Saved data entries
=====
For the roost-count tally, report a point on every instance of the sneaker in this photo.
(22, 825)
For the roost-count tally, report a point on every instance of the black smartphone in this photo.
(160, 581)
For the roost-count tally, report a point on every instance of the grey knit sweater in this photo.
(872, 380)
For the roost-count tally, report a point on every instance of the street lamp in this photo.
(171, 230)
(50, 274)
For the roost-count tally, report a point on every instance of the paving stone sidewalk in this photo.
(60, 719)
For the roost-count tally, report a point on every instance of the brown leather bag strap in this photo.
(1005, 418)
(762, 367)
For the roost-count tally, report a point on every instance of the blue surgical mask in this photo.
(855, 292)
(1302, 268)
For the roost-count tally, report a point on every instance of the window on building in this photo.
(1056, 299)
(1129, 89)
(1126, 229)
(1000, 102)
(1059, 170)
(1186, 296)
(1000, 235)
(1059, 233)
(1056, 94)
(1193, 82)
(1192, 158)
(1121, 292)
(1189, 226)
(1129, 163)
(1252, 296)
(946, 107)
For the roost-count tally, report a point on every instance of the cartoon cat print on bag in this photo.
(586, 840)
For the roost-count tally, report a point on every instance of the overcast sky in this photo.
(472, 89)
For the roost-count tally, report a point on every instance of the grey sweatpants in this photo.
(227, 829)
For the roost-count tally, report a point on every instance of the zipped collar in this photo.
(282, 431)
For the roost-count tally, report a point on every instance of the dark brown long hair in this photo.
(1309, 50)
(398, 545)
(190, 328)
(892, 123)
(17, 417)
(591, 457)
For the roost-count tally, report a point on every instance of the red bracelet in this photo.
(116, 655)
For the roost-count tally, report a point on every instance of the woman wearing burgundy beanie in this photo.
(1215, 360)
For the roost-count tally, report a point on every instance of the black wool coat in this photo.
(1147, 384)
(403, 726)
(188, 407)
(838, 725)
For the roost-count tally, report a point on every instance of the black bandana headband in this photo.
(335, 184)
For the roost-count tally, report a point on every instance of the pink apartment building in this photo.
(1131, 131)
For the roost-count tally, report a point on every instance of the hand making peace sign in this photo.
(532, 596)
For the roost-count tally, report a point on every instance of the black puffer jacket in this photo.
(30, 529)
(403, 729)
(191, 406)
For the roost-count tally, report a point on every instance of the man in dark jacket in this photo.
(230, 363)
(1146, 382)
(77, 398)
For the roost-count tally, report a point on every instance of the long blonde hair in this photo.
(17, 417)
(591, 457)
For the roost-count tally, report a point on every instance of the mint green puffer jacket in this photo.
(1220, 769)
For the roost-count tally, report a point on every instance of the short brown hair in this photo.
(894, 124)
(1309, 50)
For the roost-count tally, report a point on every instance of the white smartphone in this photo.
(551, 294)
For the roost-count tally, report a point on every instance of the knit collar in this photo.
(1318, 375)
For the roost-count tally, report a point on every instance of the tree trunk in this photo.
=====
TASK TO COMPLETE ▸ In full and without alteration, repeat the records.

ANSWER SECTION ▸
For the roost-count tally, report a point on every instance of the sneaker in this photo.
(22, 825)
For the roost-count tally, report a point on every instance of the black smartphone in this photo.
(160, 581)
For the roost-count tally, report a point on every instance of the grey knit sweater in this photo.
(872, 380)
For the roost-count tally, report a point on every instance of the street lamp in this photo.
(171, 230)
(50, 274)
For the roost-count tally, report a point on every instance of the paving stone sidewalk in this photo.
(60, 719)
For the roost-count tally, report a point on every instance of the brown leather bag strap in this photo.
(1005, 418)
(762, 367)
For the roost-count tally, report a point on every instance of the blue surgical mask in this photo.
(855, 292)
(1302, 268)
For the roost-count tally, report a point on every instance of the window on building in this photo.
(1056, 299)
(1129, 89)
(1126, 229)
(1000, 102)
(1059, 170)
(1186, 296)
(1000, 235)
(1059, 233)
(1056, 94)
(1193, 82)
(1192, 158)
(1121, 292)
(1189, 226)
(1129, 163)
(1252, 296)
(946, 107)
For the roost-count tally, report a point on every instance of the cartoon cat print on bag in this photo.
(586, 840)
For the roost-count tally, report a point on every instance of the overcast sky in this photo.
(472, 89)
For the roost-count tally, report a point on every instance of the grey sweatpants in this photo.
(227, 829)
For the roost-count tally, report a point on every instance of the zipped collar in this photo.
(282, 431)
For the roost-count tally, report a point on every instance of the dark brown long hair in this photo.
(1309, 50)
(398, 545)
(190, 328)
(892, 123)
(17, 417)
(591, 457)
For the roost-count tally, report a point on every instance of the red bracelet in this photo.
(116, 655)
For the roost-count tally, report a point on every instance of the woman wearing burgundy beanie in this photo.
(1215, 360)
For the roost-count tally, report a point on every instance of the black wool coat in this photo.
(1147, 384)
(403, 726)
(188, 407)
(838, 725)
For the roost-count tally, report a point on every instance of the black bandana headband in this photo.
(335, 184)
For the roost-count tally, report a point on every instance of the pink apartment building in this photo.
(1131, 131)
For the roost-count tally, report a point on every instance of the hand making peace sign in this photo.
(532, 596)
For the roost-count tally, report a point on every instance of the black puffer jacket in this photo.
(30, 529)
(403, 729)
(191, 406)
For the roost-count tally, report a point on every instance of the man in dark jacket in this photo.
(230, 363)
(1146, 382)
(77, 398)
For the roost-count tally, report a point on every instance of the long blonde hair in this photo.
(17, 417)
(591, 457)
For the roost-count tally, report a point on every instance of the mint green puffer jacket in this photo.
(1220, 769)
For the roost-count tally, report a point on every instance of the short brown hair in this photo.
(894, 124)
(1309, 50)
For the roost-count tally, report a point on every instance of the white smartphone in this photo.
(551, 294)
For the roost-count tally, report a point on every instance of the knit collar in this photo.
(1318, 375)
For the roost-count tally, report a point on every instance of the tree trunk in this photo.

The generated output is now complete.